Problem description
Reproduce every one of the following entries word for word.

Material provided
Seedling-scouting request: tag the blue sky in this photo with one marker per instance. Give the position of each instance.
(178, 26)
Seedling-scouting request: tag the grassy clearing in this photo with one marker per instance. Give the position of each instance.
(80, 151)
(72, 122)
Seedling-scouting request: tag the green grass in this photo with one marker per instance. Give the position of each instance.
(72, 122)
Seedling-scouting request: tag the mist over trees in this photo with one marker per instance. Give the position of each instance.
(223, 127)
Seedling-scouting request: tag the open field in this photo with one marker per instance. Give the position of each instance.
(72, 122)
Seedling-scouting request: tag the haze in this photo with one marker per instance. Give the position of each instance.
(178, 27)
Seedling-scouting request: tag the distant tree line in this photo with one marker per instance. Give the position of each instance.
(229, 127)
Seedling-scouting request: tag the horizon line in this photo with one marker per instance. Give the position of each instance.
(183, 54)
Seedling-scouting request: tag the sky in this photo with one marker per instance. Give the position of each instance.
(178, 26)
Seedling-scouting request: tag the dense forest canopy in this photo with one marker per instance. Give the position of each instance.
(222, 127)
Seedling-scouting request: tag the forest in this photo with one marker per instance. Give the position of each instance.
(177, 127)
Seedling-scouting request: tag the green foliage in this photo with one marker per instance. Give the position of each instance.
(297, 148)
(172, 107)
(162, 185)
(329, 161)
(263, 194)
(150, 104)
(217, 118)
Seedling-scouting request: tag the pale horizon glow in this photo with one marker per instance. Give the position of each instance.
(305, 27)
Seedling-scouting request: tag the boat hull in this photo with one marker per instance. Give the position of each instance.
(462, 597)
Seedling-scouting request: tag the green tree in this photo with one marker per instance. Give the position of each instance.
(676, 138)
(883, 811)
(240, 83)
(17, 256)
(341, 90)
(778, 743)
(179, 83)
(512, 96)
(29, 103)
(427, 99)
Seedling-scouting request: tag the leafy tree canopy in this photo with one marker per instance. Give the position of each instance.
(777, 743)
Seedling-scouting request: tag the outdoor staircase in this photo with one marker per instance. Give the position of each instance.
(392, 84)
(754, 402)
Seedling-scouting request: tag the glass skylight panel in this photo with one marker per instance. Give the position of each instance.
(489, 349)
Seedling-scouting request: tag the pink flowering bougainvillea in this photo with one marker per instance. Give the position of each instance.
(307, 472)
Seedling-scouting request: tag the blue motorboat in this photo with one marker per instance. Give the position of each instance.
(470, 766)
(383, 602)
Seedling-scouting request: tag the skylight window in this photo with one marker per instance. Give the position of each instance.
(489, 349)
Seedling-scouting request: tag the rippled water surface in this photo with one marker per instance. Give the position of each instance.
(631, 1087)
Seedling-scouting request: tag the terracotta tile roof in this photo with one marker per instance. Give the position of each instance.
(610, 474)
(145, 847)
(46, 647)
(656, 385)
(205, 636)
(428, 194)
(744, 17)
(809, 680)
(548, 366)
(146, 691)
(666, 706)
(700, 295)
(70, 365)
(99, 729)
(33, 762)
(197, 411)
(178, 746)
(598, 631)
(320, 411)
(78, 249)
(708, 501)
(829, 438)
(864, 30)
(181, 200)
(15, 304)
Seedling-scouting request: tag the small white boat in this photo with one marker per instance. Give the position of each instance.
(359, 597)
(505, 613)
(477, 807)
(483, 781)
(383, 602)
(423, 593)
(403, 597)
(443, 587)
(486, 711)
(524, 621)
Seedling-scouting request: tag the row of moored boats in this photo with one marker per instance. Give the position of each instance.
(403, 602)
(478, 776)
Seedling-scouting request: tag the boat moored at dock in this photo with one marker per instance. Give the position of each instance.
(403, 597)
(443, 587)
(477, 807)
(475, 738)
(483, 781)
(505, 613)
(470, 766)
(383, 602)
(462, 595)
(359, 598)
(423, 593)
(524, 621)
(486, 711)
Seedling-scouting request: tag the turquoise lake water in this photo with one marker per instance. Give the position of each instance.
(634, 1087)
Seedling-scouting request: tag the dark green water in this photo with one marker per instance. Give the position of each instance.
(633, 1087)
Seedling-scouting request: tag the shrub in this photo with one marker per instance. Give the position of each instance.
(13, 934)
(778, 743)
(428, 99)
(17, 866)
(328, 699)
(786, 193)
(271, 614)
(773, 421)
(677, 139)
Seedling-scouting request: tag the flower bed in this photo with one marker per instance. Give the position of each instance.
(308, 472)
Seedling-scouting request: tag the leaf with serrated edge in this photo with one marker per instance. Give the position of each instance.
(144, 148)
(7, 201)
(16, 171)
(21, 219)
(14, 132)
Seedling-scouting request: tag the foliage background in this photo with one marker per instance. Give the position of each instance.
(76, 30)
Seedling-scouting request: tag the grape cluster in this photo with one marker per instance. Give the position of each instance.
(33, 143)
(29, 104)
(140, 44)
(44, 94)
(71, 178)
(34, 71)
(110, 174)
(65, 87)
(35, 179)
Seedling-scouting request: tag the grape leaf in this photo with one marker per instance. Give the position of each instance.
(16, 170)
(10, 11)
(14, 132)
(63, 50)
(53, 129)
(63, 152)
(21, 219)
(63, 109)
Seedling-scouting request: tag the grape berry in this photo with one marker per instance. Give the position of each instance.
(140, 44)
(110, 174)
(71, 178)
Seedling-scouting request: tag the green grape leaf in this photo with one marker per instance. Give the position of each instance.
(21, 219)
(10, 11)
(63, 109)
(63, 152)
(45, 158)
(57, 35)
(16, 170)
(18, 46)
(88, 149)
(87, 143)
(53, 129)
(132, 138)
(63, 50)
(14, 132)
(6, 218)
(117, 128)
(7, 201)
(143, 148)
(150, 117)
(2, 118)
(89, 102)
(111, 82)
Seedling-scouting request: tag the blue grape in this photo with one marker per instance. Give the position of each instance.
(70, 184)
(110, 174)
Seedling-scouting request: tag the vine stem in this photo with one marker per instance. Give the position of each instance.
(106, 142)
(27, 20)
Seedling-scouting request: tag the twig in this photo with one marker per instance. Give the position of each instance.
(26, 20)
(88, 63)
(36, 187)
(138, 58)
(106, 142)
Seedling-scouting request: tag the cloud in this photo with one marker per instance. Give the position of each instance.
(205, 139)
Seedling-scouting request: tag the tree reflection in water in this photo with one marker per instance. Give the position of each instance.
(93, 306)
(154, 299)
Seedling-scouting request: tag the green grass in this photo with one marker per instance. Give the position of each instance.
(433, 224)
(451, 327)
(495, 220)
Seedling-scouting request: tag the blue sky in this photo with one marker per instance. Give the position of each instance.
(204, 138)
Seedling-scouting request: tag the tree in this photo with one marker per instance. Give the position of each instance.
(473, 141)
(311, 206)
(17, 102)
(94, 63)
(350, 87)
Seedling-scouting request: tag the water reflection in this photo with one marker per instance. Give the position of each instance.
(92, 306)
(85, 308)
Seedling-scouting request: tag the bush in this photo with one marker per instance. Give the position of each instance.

Right answer
Seedling-scouting request: tag the blue sky in this photo with one marker per instance. Give the position of each instance.
(178, 26)
Seedling-scouting request: tag the grassy clearing in this photo with one marker per instance. Give the position of each instance.
(80, 151)
(72, 122)
Seedling-scouting request: tag the green grass in this photo with one marker per instance. Give the position of each instance.
(72, 122)
Seedling-scouting request: tag the mist over trees in this photo with one marker per instance. Give the position of each instance.
(223, 127)
Seedling-scouting request: tag the open field in this photo with one marker per instance. Give the position of each instance.
(72, 122)
Seedling-scouting request: tag the haze in this photo with one marker per instance. Give the position of each instance.
(178, 27)
Seedling-scouting request: tag the distant tree line in this photo with one marker per instance. Give the position of each instance.
(229, 127)
Seedling-scouting request: tag the horizon line in this photo with one marker per instance. Give the position of each instance.
(183, 54)
Seedling-scouting request: tag the sky in this photo with one marker per instance. Give the position of each instance.
(178, 26)
Seedling-scouting request: tag the dense forest canopy in this photo with one marker per instance. Give the position of each instance.
(222, 127)
Seedling-scouting request: tag the forest in this photo with one marker per instance. Give the position of each instance.
(177, 127)
Seedling-scouting request: tag the green foliage in this photo with one marker per instance. Give the position of each instance.
(297, 148)
(172, 107)
(162, 185)
(329, 161)
(263, 194)
(150, 104)
(217, 118)
Seedling-scouting request: tag the pale horizon glow in this photo with one marker per instance. Give the position of each instance.
(305, 27)
Seedling-scouting request: tag the boat hull in this photo with one marker per instance. Give the position of each instance.
(462, 597)
Seedling-scouting request: tag the green tree in this photo with one marker per instance. Give the position of each instance.
(676, 138)
(883, 811)
(240, 83)
(17, 256)
(341, 90)
(778, 743)
(179, 83)
(512, 96)
(29, 103)
(427, 99)
Seedling-scouting request: tag the leafy tree canopy in this photo with one marker per instance. Give the position of each instance.
(777, 743)
Seedling-scouting request: tag the outdoor staircase in this photo with one marker per instance. Give the position of each instance.
(392, 84)
(754, 402)
Seedling-scouting request: tag the glass skylight panel in this photo with one marker per instance. Give the position of each instance.
(489, 349)
Seedling-scouting request: tag the pink flowering bougainvillea in this photo with one marker per instance. Give the position of each instance.
(307, 472)
Seedling-scouting request: tag the blue motorboat in this photo with one marker per instance. Give the position of each instance.
(470, 766)
(383, 602)
Seedling-scouting request: tag the skylight window in this photo with one marker per instance. Give the position of each instance.
(489, 349)
Seedling-scouting request: tag the rippled water surface in this photo with one marker per instance. Give the position of each instance.
(631, 1087)
Seedling-scouting request: tag the terracotta tile roof in this photo with one marker per instance. Give the position of each instance.
(610, 474)
(145, 847)
(46, 647)
(656, 385)
(205, 636)
(428, 194)
(744, 17)
(809, 680)
(548, 366)
(146, 691)
(666, 706)
(700, 295)
(70, 365)
(99, 729)
(33, 762)
(197, 411)
(178, 746)
(598, 631)
(320, 411)
(78, 249)
(708, 501)
(829, 438)
(864, 30)
(181, 200)
(15, 304)
Seedling-scouting request: tag the small white boat in this photo with one marker per instance. Give the position of each instance.
(359, 597)
(505, 613)
(477, 807)
(483, 781)
(383, 602)
(423, 593)
(403, 597)
(443, 587)
(486, 711)
(524, 621)
Seedling-scouting request: tag the row of moored boats in this photo with one marker per instance. Give the position of each instance.
(403, 602)
(478, 776)
Seedling-scouting request: tag the boat moored at dock in this photo with one marker per instance. Give the position of each instance.
(403, 597)
(443, 587)
(477, 807)
(475, 738)
(483, 781)
(505, 613)
(470, 766)
(383, 602)
(462, 595)
(359, 598)
(423, 593)
(524, 621)
(486, 711)
Seedling-scouting request: tag the turquoise lake water in this photo with one marker per instance. Give the position of each instance.
(634, 1087)
Seedling-scouting request: tag the dark green water in this photo with one marker per instance. Give the position of each instance.
(633, 1087)
Seedling-scouting request: tag the shrub in this photo with one marker per instance. Give the position of each instance.
(13, 934)
(778, 743)
(428, 99)
(17, 866)
(328, 699)
(786, 193)
(271, 614)
(773, 421)
(677, 139)
Seedling-scouting request: tag the flower bed in this photo with one marker per instance. Give the position of each instance.
(308, 472)
Seedling-scouting request: tag the leaf with serrated edge in this photo with one marker per instance. Give the position of each instance.
(144, 148)
(7, 201)
(16, 171)
(21, 219)
(14, 132)
Seedling-scouting request: tag the foliage background in this photo with one marker per instance. Give the position of each instance.
(76, 30)
Seedling-scouting request: tag the grape cluster in this photo with one marker per instance. Give the position of each instance.
(33, 143)
(29, 104)
(140, 44)
(44, 94)
(71, 178)
(34, 71)
(110, 174)
(65, 87)
(35, 179)
Seedling-scouting request: tag the grape leaf in this photo with one marker per instance. Give the position of each instance.
(16, 170)
(10, 11)
(14, 132)
(63, 50)
(53, 129)
(63, 152)
(21, 219)
(63, 109)
Seedling-scouting request: tag the grape berry in this photo with one marker per instance. Give the position of each instance.
(140, 44)
(110, 174)
(71, 178)
Seedling-scouting request: tag the green grape leaf in this photo with one marker per instance. Give the position of each instance.
(21, 219)
(10, 11)
(63, 109)
(63, 152)
(45, 158)
(57, 35)
(16, 170)
(18, 46)
(88, 149)
(87, 143)
(53, 129)
(132, 138)
(63, 50)
(14, 132)
(6, 218)
(117, 128)
(7, 201)
(143, 148)
(150, 117)
(2, 118)
(89, 102)
(111, 82)
Seedling-scouting request: tag the blue grape in this photo with one marker per instance. Give the position of each instance.
(70, 184)
(110, 174)
Seedling-scouting request: tag the vine stem in this photo with one marker per instance. Give the position of each instance.
(106, 142)
(27, 20)
Seedling-scouting request: tag the twig in this photo with one marker per instance. Give the position of each instance.
(26, 20)
(88, 63)
(36, 187)
(138, 58)
(106, 142)
Seedling-scouting request: tag the cloud in this photo with one marker per instance. Give the position of each instance.
(205, 139)
Seedling-scouting request: tag the tree reflection in water in this photo with one marker per instance. Give the position of each instance.
(93, 306)
(154, 299)
Seedling-scouting request: tag the green grass in this photo with one marker per instance. Give the position of each instance.
(433, 224)
(451, 327)
(495, 220)
Seedling-scouting request: tag the blue sky in this photo with one marker per instance. Give the position of each instance.
(204, 138)
Seedling-scouting request: tag the tree in this photo with one marker per instance. Give the position of each instance.
(473, 141)
(311, 206)
(17, 102)
(94, 63)
(350, 87)
Seedling-scouting request: tag the water reflection in this photo with one marker per instance. Give the position of each instance.
(92, 306)
(85, 308)
Seedling-scouting request: tag the bush in this photo with one marker per instance. Give the position of each instance.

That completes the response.